• _GIVEN RECORDS_
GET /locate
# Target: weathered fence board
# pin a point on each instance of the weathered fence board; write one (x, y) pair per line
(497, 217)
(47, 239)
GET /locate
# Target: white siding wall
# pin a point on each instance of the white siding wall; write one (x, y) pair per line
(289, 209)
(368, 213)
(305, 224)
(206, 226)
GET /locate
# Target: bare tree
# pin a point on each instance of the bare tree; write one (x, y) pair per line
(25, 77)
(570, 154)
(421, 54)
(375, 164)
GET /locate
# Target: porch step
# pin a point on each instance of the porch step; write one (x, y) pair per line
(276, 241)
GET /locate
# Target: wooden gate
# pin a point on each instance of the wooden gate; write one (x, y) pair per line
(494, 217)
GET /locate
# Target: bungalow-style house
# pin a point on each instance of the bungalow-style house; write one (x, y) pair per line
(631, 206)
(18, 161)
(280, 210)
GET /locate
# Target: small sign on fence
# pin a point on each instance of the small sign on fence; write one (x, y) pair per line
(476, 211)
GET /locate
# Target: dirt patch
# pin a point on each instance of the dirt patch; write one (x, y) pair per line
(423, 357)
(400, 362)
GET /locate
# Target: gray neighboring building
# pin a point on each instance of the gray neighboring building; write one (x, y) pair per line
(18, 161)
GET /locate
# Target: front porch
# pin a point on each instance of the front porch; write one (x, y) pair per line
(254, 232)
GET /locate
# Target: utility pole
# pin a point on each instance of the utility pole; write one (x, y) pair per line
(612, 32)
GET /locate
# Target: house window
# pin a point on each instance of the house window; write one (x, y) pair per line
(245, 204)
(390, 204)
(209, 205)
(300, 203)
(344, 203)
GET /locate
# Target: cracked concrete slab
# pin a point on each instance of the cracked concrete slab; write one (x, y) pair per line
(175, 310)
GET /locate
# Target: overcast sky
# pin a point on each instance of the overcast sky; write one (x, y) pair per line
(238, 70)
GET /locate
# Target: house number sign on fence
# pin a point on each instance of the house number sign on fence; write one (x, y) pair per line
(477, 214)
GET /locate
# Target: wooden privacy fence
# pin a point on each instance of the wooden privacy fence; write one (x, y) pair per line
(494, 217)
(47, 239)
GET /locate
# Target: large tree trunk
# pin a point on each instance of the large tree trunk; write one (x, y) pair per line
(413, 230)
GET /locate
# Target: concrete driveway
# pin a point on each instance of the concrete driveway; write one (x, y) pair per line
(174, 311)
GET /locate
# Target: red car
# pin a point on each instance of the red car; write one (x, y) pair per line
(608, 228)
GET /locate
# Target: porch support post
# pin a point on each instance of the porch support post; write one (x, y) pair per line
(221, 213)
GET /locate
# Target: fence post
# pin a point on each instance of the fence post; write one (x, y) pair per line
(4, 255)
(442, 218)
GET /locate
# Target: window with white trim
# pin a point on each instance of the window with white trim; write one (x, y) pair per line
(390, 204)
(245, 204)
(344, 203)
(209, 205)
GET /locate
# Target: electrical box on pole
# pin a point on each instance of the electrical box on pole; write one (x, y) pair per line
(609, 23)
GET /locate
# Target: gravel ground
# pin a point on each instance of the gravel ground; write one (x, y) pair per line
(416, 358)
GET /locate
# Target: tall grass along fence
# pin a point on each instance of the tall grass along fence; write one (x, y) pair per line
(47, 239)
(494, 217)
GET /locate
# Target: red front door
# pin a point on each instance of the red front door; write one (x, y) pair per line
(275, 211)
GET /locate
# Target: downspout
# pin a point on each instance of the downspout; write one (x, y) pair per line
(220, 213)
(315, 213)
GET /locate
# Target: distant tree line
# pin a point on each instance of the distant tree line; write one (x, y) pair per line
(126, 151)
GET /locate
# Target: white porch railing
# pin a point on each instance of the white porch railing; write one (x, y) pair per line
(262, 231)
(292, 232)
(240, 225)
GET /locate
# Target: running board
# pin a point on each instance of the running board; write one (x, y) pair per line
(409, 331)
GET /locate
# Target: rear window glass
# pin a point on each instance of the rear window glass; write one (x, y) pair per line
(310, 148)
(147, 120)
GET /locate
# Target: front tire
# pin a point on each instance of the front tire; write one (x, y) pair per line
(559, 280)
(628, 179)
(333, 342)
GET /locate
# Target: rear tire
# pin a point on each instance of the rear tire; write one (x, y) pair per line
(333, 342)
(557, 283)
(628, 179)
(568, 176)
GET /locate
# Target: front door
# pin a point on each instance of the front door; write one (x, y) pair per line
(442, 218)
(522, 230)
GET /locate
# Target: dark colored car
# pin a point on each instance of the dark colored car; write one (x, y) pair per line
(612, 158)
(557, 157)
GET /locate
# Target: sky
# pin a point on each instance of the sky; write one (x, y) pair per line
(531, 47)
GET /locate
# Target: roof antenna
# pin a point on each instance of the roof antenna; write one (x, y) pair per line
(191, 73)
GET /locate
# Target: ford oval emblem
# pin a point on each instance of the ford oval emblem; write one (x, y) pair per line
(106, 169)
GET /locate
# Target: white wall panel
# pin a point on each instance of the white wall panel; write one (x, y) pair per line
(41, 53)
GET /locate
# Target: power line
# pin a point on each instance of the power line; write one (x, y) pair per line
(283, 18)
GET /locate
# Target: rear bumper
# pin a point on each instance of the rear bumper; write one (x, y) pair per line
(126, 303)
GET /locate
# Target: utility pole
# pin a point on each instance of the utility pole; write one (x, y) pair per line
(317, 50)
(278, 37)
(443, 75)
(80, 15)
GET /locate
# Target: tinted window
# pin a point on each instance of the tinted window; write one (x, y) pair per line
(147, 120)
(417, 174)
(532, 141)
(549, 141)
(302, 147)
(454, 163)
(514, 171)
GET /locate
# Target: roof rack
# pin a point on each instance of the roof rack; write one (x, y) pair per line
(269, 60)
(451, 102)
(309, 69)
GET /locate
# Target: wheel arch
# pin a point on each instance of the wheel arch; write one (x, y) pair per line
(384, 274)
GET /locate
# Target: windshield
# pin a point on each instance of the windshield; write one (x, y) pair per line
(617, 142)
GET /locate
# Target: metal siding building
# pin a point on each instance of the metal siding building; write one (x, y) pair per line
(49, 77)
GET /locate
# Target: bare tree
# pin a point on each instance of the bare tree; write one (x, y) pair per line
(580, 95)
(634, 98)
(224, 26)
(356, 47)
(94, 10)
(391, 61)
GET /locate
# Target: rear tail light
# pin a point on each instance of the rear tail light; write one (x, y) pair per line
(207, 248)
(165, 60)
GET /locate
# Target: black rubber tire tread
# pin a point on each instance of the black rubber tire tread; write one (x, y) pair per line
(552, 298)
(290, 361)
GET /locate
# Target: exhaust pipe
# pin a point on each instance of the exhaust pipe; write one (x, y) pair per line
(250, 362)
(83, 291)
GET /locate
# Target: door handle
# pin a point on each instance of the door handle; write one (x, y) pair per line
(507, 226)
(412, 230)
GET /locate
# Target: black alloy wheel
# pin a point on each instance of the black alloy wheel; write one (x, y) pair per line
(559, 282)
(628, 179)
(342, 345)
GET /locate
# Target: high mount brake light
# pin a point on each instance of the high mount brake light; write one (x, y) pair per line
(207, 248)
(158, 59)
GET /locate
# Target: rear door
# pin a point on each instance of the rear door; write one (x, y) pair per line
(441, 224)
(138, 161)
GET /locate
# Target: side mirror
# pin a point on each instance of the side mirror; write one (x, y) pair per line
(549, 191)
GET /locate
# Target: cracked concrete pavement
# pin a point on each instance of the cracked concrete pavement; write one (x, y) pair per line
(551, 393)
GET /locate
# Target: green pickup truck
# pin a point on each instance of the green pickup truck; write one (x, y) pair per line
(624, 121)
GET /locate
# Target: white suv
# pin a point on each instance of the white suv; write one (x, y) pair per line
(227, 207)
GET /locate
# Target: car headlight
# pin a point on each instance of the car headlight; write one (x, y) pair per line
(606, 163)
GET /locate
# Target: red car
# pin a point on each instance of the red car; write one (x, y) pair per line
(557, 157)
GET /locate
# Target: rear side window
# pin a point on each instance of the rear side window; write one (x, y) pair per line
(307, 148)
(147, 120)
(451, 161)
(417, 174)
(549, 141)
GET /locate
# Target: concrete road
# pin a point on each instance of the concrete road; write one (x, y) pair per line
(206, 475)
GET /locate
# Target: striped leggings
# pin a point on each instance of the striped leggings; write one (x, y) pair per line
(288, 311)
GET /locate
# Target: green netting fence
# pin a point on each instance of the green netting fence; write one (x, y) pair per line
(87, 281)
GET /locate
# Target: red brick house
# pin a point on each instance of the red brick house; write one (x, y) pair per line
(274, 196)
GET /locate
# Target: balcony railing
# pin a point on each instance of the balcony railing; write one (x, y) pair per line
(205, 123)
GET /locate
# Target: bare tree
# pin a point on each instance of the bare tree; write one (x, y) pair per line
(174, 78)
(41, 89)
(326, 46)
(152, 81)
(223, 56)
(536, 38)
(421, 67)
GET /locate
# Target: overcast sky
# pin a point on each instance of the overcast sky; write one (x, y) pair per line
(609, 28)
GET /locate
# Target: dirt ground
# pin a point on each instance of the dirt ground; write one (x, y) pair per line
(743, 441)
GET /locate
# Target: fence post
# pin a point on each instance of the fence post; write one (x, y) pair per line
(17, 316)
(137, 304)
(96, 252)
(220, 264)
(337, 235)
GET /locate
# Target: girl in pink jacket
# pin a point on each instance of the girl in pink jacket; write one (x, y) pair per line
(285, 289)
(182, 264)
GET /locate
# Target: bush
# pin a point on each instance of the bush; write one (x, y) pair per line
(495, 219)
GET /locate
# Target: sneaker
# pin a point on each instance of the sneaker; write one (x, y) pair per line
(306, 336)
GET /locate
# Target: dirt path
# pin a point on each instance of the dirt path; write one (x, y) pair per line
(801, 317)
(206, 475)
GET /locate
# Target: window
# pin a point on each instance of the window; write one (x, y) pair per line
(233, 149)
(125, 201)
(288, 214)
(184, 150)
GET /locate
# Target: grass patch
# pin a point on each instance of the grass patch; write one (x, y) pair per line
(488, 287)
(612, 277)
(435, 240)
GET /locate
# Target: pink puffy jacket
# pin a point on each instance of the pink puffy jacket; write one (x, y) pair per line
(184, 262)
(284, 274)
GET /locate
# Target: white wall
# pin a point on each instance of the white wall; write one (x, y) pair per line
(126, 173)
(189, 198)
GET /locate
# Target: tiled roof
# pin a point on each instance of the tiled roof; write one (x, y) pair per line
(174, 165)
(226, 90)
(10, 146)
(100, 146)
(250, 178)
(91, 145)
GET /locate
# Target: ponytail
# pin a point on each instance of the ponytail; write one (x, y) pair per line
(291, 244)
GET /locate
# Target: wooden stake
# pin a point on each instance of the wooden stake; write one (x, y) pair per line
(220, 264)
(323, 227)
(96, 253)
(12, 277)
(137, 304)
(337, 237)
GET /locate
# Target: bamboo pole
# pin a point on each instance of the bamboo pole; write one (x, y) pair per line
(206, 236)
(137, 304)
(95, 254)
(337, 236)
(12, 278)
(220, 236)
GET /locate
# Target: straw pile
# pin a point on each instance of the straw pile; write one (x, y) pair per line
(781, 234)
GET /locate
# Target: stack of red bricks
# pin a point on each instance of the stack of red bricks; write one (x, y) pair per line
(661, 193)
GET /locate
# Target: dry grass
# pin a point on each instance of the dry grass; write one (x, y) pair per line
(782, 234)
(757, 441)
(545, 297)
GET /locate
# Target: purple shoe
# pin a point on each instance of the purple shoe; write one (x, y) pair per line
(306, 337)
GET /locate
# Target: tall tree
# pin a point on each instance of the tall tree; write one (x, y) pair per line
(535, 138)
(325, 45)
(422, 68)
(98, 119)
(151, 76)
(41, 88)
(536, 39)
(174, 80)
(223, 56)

• _YOUR OBJECTIVE_
Identify each line in the items above that contains the word "small" and copy those lines.

• _RESULT BELOW_
# Target: small sign on fence
# pin a point on each instance of the small sign on fence; write one (x, y) pair per line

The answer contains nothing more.